Objetivos:
**A)** Extrae el fragmento completo sobre la condena del escritor Ángel Santiesteban-Prats, sin alterar nada.
**B)** Copia sin ninguna alteración las filas que empiezan en la que contiene "Tag every instance of the bare" y terminan en la última de las filas, ambas incluidas, y nada más.

Fragmento proporcionado:
☆ ☆ ☆ ☆ ☆ ☆ ☆

El
escritor Ángel Santiesteban-Prats ha sido condenado a cinco años de cárcel por
la pandilla de asesinos que, hace más de 50 años, subyuga a todos los seres
vivos que habitan la bella y siempre Fiel
Isla de Cuba.
Esa
condena era tan esperada por el propio Ángel, como por todos los que, con él,
hemos sufrido el proceso que los represores oficiales del régimen de los
hermanos castros han sometido al afamado escritor durante los último dos años.
Y
es que no se podía esperar menos de unos delincuentes que, con el argumento de
que un mulato sargento llamado Batista nos había inculcado (esa era una de las precarias palabras usadas en aquella
época por todos los bandos en conflictos mientras aportaban abundantes víctimas
inocentes al denso discurso político de nuestra próspera república) las
libertades establecidas por una utópica constitución, aprobada desde la década
de los años 40 del pasado siglo, e irrumpieron, con sus eficaces metralletas
americanas, sus apestosas boinas gallegas, sus barbas piojosas, sus grasientos
pelos largos, y sus manos manchadas con la sangre de miles de paisanos, en la
vida de todos los cubanos vivos y por nacer.

☆ ☆ ☆ ☆ ☆ ☆ ☆

Entradas proporcionadas:
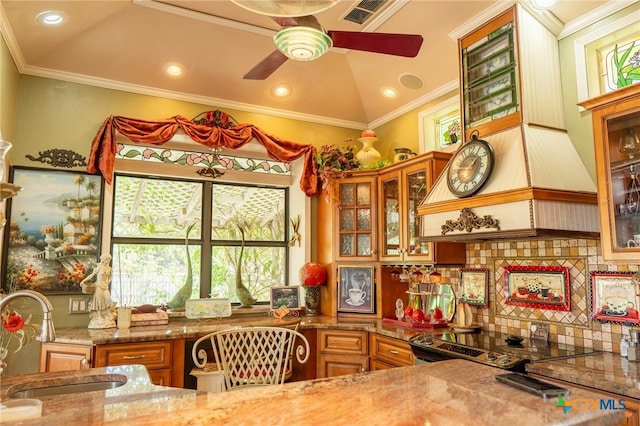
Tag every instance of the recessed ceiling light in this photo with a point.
(411, 81)
(388, 92)
(281, 90)
(174, 69)
(51, 17)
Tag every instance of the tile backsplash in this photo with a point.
(576, 326)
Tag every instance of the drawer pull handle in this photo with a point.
(133, 356)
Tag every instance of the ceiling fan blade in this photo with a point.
(390, 44)
(266, 67)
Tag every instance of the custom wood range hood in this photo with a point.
(539, 186)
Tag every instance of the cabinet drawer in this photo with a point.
(343, 342)
(160, 377)
(338, 365)
(151, 354)
(395, 351)
(65, 357)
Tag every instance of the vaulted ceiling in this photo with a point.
(125, 44)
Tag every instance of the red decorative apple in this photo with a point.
(437, 314)
(408, 313)
(418, 316)
(313, 274)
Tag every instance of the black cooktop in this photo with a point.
(533, 350)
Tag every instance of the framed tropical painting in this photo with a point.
(52, 235)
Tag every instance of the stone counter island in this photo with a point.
(455, 392)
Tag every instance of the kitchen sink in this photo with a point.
(45, 388)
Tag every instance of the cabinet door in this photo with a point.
(331, 365)
(392, 245)
(389, 350)
(401, 190)
(64, 357)
(356, 219)
(490, 77)
(414, 189)
(616, 131)
(375, 365)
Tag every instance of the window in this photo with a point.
(151, 216)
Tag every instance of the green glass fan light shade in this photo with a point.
(302, 43)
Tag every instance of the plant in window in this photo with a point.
(184, 293)
(627, 68)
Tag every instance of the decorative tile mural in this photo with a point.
(576, 326)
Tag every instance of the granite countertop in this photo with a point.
(605, 371)
(192, 329)
(449, 392)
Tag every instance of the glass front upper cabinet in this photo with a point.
(356, 218)
(401, 192)
(490, 79)
(616, 131)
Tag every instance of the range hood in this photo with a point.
(539, 186)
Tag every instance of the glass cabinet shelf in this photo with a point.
(489, 74)
(616, 132)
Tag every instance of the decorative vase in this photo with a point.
(312, 300)
(402, 154)
(124, 316)
(368, 155)
(4, 148)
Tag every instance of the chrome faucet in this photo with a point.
(48, 333)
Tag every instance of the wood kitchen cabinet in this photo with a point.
(401, 189)
(388, 352)
(355, 217)
(616, 133)
(156, 356)
(342, 352)
(65, 357)
(164, 360)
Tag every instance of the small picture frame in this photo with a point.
(356, 289)
(541, 287)
(474, 286)
(614, 297)
(285, 295)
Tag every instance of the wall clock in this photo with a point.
(470, 167)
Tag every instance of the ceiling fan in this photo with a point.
(302, 38)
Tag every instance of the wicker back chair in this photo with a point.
(252, 356)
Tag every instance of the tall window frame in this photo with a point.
(202, 244)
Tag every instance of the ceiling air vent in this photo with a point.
(364, 10)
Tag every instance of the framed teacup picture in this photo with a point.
(473, 286)
(356, 289)
(615, 297)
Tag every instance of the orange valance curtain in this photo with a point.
(217, 132)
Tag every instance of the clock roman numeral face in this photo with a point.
(470, 168)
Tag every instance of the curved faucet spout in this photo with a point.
(48, 332)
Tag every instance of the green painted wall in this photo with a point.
(9, 78)
(58, 114)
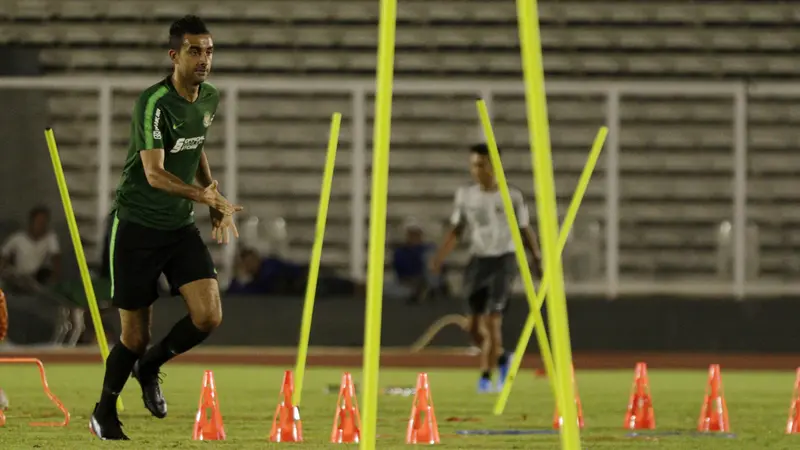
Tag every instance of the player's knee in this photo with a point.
(207, 320)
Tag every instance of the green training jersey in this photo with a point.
(164, 119)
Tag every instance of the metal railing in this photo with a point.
(735, 242)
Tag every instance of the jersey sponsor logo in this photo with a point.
(184, 144)
(156, 130)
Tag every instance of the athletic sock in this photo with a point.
(503, 359)
(182, 337)
(118, 368)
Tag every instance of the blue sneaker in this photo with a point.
(485, 385)
(503, 370)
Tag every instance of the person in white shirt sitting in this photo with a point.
(31, 258)
(30, 267)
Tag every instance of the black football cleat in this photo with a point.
(151, 391)
(107, 426)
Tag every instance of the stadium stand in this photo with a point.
(675, 163)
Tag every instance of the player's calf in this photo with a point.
(106, 425)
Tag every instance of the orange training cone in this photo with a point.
(346, 421)
(558, 420)
(208, 428)
(714, 414)
(286, 425)
(422, 430)
(794, 410)
(640, 415)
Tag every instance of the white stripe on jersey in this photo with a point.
(483, 214)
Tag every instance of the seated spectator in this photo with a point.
(256, 275)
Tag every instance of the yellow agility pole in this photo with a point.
(532, 320)
(316, 256)
(76, 243)
(539, 139)
(377, 224)
(519, 248)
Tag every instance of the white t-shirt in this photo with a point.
(29, 255)
(483, 214)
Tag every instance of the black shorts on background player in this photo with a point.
(141, 254)
(488, 282)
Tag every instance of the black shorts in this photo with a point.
(487, 283)
(139, 255)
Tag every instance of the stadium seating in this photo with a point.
(676, 161)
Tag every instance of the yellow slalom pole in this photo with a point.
(532, 321)
(76, 243)
(519, 248)
(316, 256)
(377, 226)
(539, 139)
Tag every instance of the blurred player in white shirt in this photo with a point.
(492, 269)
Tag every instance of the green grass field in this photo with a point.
(757, 402)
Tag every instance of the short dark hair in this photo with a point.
(38, 210)
(188, 24)
(481, 149)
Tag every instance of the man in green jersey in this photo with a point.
(153, 230)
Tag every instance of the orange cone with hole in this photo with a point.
(640, 414)
(422, 425)
(347, 420)
(286, 425)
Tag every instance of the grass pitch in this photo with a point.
(757, 403)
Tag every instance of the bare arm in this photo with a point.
(56, 262)
(448, 245)
(203, 175)
(531, 243)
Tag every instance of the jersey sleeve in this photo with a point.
(521, 210)
(52, 244)
(10, 246)
(458, 218)
(148, 123)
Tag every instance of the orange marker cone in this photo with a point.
(714, 413)
(422, 430)
(346, 421)
(286, 425)
(558, 420)
(794, 410)
(640, 415)
(208, 428)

☆ ☆ ☆ ☆ ☆ ☆ ☆

Resultados por tarea:
**A)**
El
escritor Ángel Santiesteban-Prats ha sido condenado a cinco años de cárcel por
la pandilla de asesinos que, hace más de 50 años, subyuga a todos los seres
vivos que habitan la bella y siempre Fiel
Isla de Cuba.
Esa
condena era tan esperada por el propio Ángel, como por todos los que, con él,
hemos sufrido el proceso que los represores oficiales del régimen de los
hermanos castros han sometido al afamado escritor durante los último dos años.
Y
es que no se podía esperar menos de unos delincuentes que, con el argumento de
que un mulato sargento llamado Batista nos había inculcado (esa era una de las precarias palabras usadas en aquella
época por todos los bandos en conflictos mientras aportaban abundantes víctimas
inocentes al denso discurso político de nuestra próspera república) las
libertades establecidas por una utópica constitución, aprobada desde la década
de los años 40 del pasado siglo, e irrumpieron, con sus eficaces metralletas
americanas, sus apestosas boinas gallegas, sus barbas piojosas, sus grasientos
pelos largos, y sus manos manchadas con la sangre de miles de paisanos, en la
vida de todos los cubanos vivos y por nacer.

**B)**
Tag every instance of the bare arm in this photo with a point.
(56, 262)
(448, 245)
(203, 175)
(531, 243)
Tag every instance of the jersey sleeve in this photo with a point.
(521, 210)
(52, 244)
(10, 246)
(458, 218)
(148, 123)
Tag every instance of the orange marker cone in this photo with a point.
(714, 413)
(422, 430)
(346, 421)
(286, 425)
(558, 420)
(794, 410)
(640, 415)
(208, 428)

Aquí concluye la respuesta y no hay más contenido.